▶ [To be done]
1 - In the insolvency ruling, within how many days did the Corporate Debtor offer to pay its full and final settlement?
2 - Repeat word for word a passage of the insolvency ruling: begin at the words "On the question" and stop after "well within limitation.".

▶ [Page text]
The Corporate Debtor disputed the allegations except where specifically admitted. It contended that it had continued making repayments, including payments aggregating ₹1.20 crore between 30 July and 11 August 2025, which were reflected in the Financial Creditor’s own records. According to the Corporate Debtor, these repayments demonstrated that it had not abandoned its repayment obligations and that there had been no wilful or continuous default. It argued that the insolvency petition was being used as a recovery mechanism.
The Corporate Debtor also submitted that it had proposed an amicable settlement by offering a full and final settlement payable within 180 days and requested that the proceedings be kept in abeyance. It stated that the Financial Creditor rejected the proposal and insisted on payment of the entire outstanding principal. The Corporate Debtor maintained that it was facing only temporary liquidity constraints and cash-flow mismatches, remained commercially viable, and should be granted reasonable time to regularise its payments rather than being subjected to insolvency proceedings.
After considering the pleadings and documents, the Tribunal held that the Loan Agreement, payment request letters, bank statements, and other records established that the funds were disbursed for the benefit of the Corporate Debtor and constituted a financial debt within the meaning of Section 5(8) of the Code. It found that the Applicant qualified as a Financial Creditor under Section 5(7).
On the question of default, the Tribunal observed that substantial amounts remained unpaid beyond the contractual repayment dates. It held that the Corporate Debtor had not disputed execution of the Loan Agreement, receipt of financial assistance, or the existence of outstanding amounts. The Tribunal ruled that part-payments did not erase the occurrence of default once the debt had become due and payable. It also held that the written acknowledgements of liability and part-payments extended the limitation period, making the application filed on 13 January 2026 well within limitation.
The Tribunal rejected the Corporate Debtor’s arguments regarding temporary liquidity issues, commercial viability, and settlement efforts. It held that once financial debt and default were established, such considerations did not affect the maintainability of a Section 7 application. It further observed that the settlement proposal itself reflected the existence of unresolved liability.
Concluding that a financial debt existed, the Applicant was a Financial Creditor, the Corporate Debtor had committed default, and the application was within limitation, the Tribunal admitted the petition under Section 7 of the Insolvency and Bankruptcy Code, initiated CIRP against the Corporate Debtor, declared a moratorium under Section 14, appointed an Interim Resolution Professional, and issued consequential directions for conduct of the insolvency process.

▶ [Records supplied]
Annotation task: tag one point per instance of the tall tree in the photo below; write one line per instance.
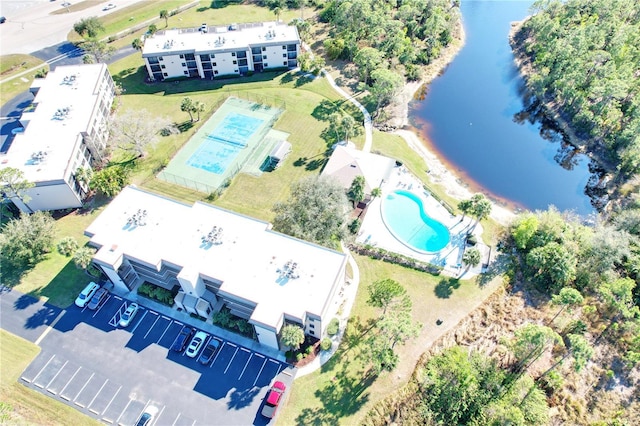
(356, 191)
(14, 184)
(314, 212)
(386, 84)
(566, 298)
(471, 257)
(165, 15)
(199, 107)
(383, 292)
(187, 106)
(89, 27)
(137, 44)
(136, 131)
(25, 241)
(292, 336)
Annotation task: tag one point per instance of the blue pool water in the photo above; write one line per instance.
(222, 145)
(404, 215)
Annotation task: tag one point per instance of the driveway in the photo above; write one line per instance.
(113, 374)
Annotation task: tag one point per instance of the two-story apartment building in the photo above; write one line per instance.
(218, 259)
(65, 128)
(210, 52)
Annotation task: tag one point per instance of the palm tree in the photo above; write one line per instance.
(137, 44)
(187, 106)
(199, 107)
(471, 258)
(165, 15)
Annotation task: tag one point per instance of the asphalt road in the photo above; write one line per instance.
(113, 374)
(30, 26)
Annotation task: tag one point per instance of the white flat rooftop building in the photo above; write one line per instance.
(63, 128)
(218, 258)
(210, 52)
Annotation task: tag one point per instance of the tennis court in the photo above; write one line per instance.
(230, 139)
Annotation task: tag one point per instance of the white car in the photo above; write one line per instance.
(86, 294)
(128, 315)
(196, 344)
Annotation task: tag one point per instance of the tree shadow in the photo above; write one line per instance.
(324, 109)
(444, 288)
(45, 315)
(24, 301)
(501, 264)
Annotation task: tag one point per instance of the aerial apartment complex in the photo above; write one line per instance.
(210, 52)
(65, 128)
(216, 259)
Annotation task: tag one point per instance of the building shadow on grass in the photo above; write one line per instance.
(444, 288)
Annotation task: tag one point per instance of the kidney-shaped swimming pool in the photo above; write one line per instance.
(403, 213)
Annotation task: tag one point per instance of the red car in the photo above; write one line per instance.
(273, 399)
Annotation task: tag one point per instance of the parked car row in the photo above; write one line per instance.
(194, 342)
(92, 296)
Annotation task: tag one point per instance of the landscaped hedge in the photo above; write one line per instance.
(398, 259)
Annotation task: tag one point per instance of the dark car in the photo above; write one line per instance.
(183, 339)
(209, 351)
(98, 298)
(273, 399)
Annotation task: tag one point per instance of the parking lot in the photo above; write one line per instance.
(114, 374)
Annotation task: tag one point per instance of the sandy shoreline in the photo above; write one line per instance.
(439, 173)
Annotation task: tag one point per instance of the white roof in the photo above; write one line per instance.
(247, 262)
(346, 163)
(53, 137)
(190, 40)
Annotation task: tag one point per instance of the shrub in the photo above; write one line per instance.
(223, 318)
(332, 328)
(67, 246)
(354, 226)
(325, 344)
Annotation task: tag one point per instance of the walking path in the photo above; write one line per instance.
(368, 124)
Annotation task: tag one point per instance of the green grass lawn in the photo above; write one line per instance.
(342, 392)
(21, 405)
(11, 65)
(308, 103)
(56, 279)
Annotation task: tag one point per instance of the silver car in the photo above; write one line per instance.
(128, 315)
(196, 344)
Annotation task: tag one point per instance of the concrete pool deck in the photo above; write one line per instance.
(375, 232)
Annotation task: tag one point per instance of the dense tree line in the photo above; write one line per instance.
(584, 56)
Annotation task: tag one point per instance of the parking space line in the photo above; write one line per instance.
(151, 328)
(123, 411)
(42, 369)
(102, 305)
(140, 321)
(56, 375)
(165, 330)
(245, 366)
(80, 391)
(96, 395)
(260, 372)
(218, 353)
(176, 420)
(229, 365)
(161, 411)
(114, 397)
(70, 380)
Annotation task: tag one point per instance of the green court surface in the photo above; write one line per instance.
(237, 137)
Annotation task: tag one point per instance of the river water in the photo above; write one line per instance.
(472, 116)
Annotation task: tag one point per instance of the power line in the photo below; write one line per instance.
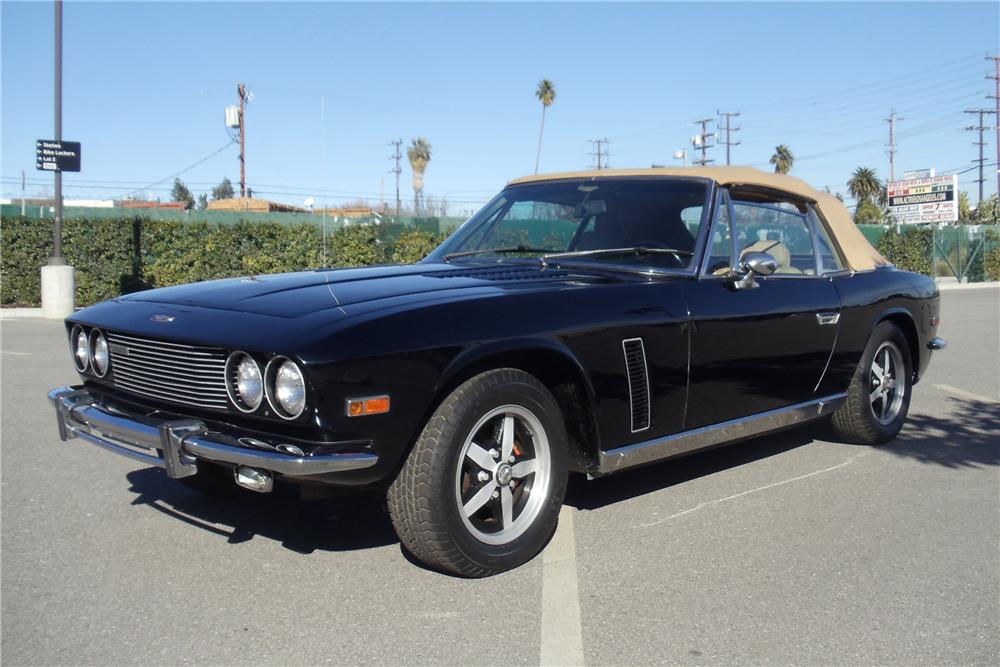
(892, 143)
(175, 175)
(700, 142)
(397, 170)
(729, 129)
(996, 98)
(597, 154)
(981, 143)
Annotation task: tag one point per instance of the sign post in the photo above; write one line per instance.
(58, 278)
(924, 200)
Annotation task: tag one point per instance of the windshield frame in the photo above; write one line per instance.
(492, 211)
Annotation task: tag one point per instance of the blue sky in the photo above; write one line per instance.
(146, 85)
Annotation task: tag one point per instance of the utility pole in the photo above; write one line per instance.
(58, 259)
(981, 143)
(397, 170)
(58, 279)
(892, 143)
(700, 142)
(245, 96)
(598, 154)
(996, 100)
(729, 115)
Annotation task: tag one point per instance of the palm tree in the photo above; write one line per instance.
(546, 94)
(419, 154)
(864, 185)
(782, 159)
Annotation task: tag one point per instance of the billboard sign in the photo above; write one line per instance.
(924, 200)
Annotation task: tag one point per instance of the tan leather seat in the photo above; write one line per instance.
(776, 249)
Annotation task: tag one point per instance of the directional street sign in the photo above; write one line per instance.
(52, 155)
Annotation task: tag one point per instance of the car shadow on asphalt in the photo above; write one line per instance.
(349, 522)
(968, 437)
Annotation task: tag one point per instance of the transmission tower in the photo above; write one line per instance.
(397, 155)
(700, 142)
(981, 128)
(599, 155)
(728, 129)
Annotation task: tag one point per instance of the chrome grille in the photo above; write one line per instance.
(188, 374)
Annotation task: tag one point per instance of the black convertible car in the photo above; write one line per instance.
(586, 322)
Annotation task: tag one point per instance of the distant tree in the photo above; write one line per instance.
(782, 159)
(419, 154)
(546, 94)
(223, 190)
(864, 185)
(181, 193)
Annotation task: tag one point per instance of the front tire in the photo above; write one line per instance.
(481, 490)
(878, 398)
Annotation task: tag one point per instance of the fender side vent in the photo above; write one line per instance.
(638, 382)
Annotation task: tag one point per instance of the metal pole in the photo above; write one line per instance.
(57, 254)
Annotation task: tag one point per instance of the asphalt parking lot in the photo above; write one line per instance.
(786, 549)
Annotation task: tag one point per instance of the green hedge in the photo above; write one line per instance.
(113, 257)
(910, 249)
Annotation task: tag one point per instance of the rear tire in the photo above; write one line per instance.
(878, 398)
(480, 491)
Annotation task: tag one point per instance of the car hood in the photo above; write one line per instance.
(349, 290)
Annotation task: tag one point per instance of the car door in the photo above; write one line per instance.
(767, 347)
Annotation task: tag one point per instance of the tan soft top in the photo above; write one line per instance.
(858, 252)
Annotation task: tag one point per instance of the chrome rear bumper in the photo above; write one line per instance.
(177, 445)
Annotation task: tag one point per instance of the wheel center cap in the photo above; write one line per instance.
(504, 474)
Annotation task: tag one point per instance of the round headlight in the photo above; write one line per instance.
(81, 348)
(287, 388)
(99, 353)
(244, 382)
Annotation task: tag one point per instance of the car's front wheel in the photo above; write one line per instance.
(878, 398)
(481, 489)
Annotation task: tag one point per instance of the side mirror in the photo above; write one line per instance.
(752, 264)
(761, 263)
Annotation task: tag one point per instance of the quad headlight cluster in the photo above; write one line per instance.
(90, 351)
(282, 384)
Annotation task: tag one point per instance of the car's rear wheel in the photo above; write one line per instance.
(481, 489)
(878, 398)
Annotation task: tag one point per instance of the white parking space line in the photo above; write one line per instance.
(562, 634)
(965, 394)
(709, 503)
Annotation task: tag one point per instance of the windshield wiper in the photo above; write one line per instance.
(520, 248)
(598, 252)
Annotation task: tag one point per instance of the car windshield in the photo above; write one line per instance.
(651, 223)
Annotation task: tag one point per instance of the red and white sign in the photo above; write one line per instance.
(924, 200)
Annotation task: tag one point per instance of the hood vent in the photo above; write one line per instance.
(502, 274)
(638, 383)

▶ [Solutions to the tasks]
1 - 180 days

2 -
On the question of default, the Tribunal observed that substantial amounts remained unpaid beyond the contractual repayment dates. It held that the Corporate Debtor had not disputed execution of the Loan Agreement, receipt of financial assistance, or the existence of outstanding amounts. The Tribunal ruled that part-payments did not erase the occurrence of default once the debt had become due and payable. It also held that the written acknowledgements of liability and part-payments extended the limitation period, making the application filed on 13 January 2026 well within limitation.